Requirement:
Rewrite every line of the material starting at the line that contains "[pin] small plant -- one per line" and ending at the final line, and adjust each coordinate in the answer points by -73.
******
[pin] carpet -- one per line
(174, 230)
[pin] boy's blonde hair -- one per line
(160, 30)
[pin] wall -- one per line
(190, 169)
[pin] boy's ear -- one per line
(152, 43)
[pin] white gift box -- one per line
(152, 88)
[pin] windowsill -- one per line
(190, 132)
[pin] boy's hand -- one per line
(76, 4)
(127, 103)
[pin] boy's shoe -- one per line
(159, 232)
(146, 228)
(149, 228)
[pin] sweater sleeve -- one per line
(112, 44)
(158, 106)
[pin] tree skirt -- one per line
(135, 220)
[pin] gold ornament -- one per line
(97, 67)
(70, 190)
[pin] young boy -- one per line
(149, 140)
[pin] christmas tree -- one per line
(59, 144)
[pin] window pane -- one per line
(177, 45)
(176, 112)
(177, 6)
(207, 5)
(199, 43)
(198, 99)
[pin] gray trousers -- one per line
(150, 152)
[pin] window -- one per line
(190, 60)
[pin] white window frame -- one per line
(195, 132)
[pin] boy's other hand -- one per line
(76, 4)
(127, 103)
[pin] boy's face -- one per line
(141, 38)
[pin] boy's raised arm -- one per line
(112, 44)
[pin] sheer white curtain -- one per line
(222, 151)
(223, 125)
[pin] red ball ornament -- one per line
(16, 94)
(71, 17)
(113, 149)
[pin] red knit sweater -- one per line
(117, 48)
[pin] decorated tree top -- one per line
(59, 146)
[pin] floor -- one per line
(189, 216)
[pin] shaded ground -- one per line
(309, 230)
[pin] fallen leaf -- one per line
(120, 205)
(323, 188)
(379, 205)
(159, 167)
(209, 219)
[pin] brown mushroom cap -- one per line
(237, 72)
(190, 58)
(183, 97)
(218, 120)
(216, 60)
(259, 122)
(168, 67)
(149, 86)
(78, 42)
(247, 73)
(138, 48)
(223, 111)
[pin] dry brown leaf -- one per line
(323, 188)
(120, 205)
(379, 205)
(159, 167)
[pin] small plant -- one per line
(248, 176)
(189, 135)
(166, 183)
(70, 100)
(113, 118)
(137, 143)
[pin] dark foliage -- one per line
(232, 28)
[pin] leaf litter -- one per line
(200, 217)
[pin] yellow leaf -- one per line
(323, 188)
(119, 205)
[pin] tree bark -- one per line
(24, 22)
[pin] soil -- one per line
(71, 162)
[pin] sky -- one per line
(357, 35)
******
Output for this exercise:
[pin] small plant -- one per line
(175, 103)
(116, 62)
(93, 110)
(-3, 27)
(40, 45)
(64, 70)
[pin] dark foliage -- one per line
(159, -45)
[pin] leaf litter -- one per line
(127, 144)
[pin] yellow leaf -- one per line
(250, 115)
(46, 132)
[pin] tree bark -- one per line
(-49, -51)
[pin] soil -- one per line
(-2, 89)
[pin] sky -- one per line
(284, -38)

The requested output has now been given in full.